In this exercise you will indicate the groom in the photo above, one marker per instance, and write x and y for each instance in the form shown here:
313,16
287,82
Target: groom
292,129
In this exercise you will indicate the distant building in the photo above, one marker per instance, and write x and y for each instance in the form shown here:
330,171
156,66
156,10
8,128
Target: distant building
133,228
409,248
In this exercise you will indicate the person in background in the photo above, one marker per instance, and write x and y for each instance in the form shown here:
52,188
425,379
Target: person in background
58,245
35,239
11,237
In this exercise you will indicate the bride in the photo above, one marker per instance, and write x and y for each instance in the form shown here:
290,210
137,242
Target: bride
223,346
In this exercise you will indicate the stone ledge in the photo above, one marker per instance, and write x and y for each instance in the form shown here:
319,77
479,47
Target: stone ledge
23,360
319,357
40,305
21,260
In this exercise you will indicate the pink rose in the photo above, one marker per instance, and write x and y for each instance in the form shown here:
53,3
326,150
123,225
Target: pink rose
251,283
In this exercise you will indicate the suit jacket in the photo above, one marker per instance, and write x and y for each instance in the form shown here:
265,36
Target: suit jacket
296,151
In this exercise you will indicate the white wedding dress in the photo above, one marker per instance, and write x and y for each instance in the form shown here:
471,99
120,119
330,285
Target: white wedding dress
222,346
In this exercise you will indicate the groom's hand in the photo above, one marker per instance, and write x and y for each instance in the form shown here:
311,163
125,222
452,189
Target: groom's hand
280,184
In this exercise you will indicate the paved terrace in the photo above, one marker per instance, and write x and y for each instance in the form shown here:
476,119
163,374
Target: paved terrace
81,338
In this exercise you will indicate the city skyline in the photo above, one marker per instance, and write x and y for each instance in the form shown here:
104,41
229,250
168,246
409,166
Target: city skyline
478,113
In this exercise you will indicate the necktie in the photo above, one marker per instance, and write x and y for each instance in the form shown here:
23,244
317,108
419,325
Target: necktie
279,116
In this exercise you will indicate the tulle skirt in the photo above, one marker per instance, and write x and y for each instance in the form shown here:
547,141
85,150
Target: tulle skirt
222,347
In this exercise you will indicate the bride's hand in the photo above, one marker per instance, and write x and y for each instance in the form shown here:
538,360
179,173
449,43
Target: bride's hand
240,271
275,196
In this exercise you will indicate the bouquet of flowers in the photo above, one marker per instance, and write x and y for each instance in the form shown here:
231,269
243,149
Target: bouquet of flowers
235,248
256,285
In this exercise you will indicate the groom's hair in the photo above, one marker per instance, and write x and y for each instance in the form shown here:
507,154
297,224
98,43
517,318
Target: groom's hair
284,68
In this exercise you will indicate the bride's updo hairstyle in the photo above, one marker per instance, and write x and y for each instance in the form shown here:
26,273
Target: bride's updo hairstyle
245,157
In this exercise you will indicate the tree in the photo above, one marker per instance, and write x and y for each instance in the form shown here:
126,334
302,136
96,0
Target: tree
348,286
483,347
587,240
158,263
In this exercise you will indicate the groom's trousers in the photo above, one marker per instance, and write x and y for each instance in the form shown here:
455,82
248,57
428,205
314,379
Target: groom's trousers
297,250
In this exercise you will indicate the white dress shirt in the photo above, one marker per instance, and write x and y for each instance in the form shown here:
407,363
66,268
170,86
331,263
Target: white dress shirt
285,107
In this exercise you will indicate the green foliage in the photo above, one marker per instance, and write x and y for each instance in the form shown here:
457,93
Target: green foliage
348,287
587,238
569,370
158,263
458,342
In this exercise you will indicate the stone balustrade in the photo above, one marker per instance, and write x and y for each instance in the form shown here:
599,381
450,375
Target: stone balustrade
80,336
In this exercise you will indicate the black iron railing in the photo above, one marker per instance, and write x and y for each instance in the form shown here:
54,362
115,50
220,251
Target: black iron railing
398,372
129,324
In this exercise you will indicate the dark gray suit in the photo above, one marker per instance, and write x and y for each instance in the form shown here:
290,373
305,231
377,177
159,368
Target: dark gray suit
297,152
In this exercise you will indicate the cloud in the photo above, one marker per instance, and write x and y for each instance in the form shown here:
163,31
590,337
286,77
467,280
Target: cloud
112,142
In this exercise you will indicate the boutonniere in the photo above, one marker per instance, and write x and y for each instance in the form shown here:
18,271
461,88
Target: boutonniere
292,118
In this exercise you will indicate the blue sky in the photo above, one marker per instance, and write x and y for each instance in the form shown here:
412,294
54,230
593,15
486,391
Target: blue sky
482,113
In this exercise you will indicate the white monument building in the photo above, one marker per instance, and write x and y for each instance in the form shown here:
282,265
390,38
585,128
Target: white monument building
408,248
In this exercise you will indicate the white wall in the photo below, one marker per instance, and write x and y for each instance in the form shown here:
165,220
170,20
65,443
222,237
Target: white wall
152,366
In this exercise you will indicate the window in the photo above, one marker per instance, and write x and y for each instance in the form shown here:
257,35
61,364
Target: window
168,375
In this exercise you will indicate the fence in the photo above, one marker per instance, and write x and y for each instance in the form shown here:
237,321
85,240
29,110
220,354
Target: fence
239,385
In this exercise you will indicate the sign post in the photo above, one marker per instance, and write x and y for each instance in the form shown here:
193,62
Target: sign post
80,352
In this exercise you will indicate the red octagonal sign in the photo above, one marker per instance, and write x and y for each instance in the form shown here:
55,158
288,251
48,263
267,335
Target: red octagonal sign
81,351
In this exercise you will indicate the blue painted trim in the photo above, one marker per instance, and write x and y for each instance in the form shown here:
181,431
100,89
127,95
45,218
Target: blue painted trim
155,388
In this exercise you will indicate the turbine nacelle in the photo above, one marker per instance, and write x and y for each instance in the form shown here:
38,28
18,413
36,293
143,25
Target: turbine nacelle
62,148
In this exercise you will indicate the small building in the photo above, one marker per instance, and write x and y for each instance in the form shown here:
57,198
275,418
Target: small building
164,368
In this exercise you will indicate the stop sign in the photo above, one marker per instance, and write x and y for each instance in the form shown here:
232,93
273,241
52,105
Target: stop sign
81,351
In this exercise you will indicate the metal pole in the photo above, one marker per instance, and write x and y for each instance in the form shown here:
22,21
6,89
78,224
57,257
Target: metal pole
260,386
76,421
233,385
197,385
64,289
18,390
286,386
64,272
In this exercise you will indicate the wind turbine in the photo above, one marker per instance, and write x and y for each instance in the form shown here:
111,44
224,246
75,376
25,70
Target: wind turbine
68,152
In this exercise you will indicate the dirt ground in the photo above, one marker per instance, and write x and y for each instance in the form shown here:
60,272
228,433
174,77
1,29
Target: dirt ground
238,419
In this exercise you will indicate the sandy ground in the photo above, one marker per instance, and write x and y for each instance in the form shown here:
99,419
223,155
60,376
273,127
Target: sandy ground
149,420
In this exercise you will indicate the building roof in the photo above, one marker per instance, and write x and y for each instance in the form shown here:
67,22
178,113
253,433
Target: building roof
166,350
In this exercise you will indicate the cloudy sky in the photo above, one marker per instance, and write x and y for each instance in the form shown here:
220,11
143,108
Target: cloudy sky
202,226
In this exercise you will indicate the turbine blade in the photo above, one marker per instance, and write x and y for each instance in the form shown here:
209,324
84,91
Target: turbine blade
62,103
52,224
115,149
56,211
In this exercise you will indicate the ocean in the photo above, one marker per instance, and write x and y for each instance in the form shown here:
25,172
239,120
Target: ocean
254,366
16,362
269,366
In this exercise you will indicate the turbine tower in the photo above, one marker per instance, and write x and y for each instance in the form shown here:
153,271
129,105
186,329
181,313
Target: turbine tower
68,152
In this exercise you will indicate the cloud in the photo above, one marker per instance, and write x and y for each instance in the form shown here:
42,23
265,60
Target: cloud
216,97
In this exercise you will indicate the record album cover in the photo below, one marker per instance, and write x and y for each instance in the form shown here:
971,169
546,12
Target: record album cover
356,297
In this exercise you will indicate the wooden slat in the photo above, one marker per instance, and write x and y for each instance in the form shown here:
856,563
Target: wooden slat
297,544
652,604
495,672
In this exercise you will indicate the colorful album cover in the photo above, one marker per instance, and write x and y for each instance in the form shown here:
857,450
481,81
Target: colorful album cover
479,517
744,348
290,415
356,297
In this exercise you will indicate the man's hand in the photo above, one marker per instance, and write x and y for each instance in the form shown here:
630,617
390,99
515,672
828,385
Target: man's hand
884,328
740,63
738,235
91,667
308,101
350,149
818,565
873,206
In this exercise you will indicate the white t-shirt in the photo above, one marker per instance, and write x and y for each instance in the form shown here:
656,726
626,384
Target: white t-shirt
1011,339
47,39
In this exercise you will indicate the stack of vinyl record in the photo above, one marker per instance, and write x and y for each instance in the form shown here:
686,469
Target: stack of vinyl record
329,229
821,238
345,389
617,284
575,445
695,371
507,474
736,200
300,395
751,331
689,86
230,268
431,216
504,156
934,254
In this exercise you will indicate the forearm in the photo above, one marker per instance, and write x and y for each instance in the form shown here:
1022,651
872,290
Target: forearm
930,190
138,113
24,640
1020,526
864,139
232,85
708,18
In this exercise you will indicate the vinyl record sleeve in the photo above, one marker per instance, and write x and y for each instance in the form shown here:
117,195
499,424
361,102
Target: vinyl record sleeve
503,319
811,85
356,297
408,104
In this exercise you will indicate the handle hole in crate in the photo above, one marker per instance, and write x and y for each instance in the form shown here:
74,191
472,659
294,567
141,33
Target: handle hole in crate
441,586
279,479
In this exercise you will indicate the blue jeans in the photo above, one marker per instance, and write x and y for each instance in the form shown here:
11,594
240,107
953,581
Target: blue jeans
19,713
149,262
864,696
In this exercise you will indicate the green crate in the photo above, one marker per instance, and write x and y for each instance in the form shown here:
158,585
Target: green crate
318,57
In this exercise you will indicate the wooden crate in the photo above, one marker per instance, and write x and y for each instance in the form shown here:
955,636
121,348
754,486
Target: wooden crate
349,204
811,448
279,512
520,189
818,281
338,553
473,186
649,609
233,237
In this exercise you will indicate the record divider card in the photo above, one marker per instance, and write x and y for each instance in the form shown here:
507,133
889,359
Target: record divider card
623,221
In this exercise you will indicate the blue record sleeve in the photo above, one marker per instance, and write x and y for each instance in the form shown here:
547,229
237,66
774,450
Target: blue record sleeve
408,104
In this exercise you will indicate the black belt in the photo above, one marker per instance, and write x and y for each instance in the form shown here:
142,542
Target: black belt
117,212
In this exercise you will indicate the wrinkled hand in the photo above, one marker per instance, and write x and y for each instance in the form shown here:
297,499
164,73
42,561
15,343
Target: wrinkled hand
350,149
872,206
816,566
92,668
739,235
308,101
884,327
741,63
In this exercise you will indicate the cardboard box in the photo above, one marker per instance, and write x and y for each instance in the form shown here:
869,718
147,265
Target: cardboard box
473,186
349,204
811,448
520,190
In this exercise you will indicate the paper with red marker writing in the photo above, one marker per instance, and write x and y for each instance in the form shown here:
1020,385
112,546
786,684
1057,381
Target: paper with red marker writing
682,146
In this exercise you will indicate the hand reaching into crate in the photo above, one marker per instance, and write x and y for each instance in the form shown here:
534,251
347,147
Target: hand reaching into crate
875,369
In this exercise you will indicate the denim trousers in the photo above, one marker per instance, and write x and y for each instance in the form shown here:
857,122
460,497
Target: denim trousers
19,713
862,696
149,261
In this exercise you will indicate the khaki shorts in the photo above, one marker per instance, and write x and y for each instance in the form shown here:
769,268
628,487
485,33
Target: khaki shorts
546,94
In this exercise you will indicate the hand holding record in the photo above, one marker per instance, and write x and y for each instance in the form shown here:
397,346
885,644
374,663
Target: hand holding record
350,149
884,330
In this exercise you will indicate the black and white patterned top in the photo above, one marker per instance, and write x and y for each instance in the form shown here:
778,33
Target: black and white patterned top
______
### DIRECTIONS FOR THIS TASK
With both ends included, please retype exactly the lines from the line containing "In this exercise you will indicate the denim" to the final line of the data.

### RESPONSE
In this exercise you will indicate the denim trousers in the photo above, one marker per instance, and write x and y for each instance in the form shown here:
857,122
460,497
Target: denim trousers
19,713
862,696
149,261
In this exercise you will indicate the khaki shorts in the photo above, one marker per instance, and write x and y for each instance in the form shown here:
769,268
628,487
485,33
Target: khaki shorts
546,94
In this exercise you will indicate the hand holding record in the photo above, one marker per instance, and write x and y for each instance in the form shown here:
397,346
885,644
374,663
Target: hand holding record
350,149
884,330
In this exercise you will indicate the black and white patterned top in the photo above, one marker per instance, and write x and y for each instance in the form shown here:
778,33
Target: black and white patterned top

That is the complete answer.